■ Texte présenté:
Mes chers collègues, l’accord international faisant l’objet du présent projet de loi est historique, ambitieux et prometteur.
Cet accord est historique, d’abord, car il permettra de régir, pour la première fois, la protection d’un bien public mondial qui n’était pas l’objet de réglementations fortes et harmonisées, ce qui en faisait un espace de liberté totale : je veux parler de la haute mer.
Celle-ci représente près de 50 % de la surface planétaire et 64 % des océans, mais elle demeure largement méconnue. Elle est menacée par les activités humaines et l’exploitation de ses ressources. Elle est soumise à l’autorité de nombreuses structures internationales et régionales qui se chevauchent et qui ont échoué à lui assurer une protection suffisante.
La communauté internationale s’est attelée, au cours des deux dernières décennies, à concevoir le moyen de dépasser les limites de la convention adoptée à Montego Bay en 1982 et à s’entendre sur les insuffisances à combler. Le traité Biodiversity Beyond National Jurisdiction (BBNJ), ainsi qu’il s’intitule en anglais, est le fruit de ce remarquable travail de réflexion conduit par différents États, dont la France, qui ont concilié recherche de compromis et création de mesures inédites afin de garantir la cohérence de notre action pour la préservation des écosystèmes marins.
Cet accord est ambitieux, ensuite, car il est porteur de nombreuses et nouvelles garanties crédibles pour la protection de la biodiversité en haute mer, qui viennent combler les lacunes du cadre juridique existant.
Le présent traité comprend ainsi quatre apports significatifs qui, pris ensemble, organisent une gouvernance renforcée, coopérative et inclusive de la haute mer, dans laquelle la science occupe logiquement et fort heureusement une place prépondérante.
Ainsi, et nous pouvons nous en réjouir, des aires marines protégées pourront être créées, que ce soit par le biais d’un consensus ou d’une majorité en cas de blocage, ce qui est assez inédit.
Des études d’impact environnemental seront effectuées, sur la base des principes de consultation et de transparence, avant que ne soit autorisée toute activité susceptible de causer de sérieux dommages environnementaux en haute mer.
L’exploitation des ressources génétiques marines sera encadrée et ses bénéfices seront partagés de façon juste et équitable.
Enfin, des efforts, accompagnés du transfert de technologies marines, seront engagés en vue du renforcement des capacités administratives, financières ou encore scientifiques des États en développement pour leur permettre de respecter les termes du traité.

■ Informations fournies:
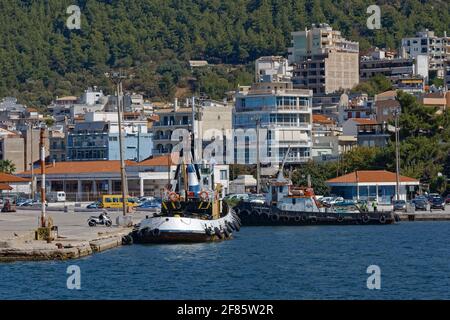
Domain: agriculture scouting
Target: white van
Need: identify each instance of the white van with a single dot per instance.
(56, 196)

■ Votre consigne: Rédigez la suite du discours sur l’accord de protection de la haute mer, s’il vous plaît, en commençant après sa dernière phrase.

■ Résultat obtenu:
Ce package deal se révèle indispensable, tant pour satisfaire le besoin urgent de l’humanité de protéger ses écosystèmes marins que pour atteindre nos objectifs communs. Je pense notamment à l’engagement porté par la France et pris par la communauté internationale à l’issue de la COP15 de protéger, d’ici à 2030, au moins 30 % des mers et des océans. Plus encore, il bénéficie d’une légitimité accrue, compte tenu du rôle que l’expertise scientifique et l’information occuperont en amont et en aval de la prise de décision. Il s’agit d’un véritable pacte politico-scientifique au service de la santé de nos océans.
Ce traité est prometteur, enfin, car il constitue un premier pas décisif vers la protection complète de la biodiversité en haute mer.
Si le texte aborde certains champs thématiques déterminants pour la gestion des eaux internationales, force est de constater, comme le souligne l’Office parlementaire d’évaluation des choix scientifiques et technologiques (Opecst) dans son rapport, que l’absence de mesures visant la pêche et l’exploitation des ressources minérales en haute mer réduit sa portée et son efficacité.
Des progrès restent donc à accomplir et cela ne peut que laisser présager la poursuite intensive des efforts de la communauté internationale, portée par la voix de la France, dans le sens d’un meilleur encadrement des activités humaines en haute mer.
Ce traité n’en demeure pas moins une avancée majeure et historique.
Encore faudra-t-il s’assurer, comme toujours, de l’indéfectibilité et de la pérennité de notre volonté politique commune, sans lesquelles l’application de cet accord international serait compromise.
La France a un rôle déterminant à jouer, à la hauteur de son leadership et de ses ambitions dans le domaine environnemental, pour inciter les différents pays signataires, notamment européens, à ratifier dans les plus brefs délais le traité afin qu’il entre en vigueur dans les prochains mois. Notre appareil diplomatique doit impérativement agir en ce sens, à l’heure où seules treize ratifications sur soixante ont été enregistrées. La conférence des Nations unies sur l’océan, qui se déroulera à Nice en juin 2025, pourrait être l’occasion de marquer l’histoire.
Pour conclure, je remercie le rapporteur, André Guiol, pour la qualité de son travail ; beaucoup le pensent, mais peu l’ont dit. Il nous incombe aujourd’hui, mes chers collègues, de prendre la pleine mesure de l’urgence de la situation et d’adopter ce texte inédit. (Applaudissements au banc des commissions.)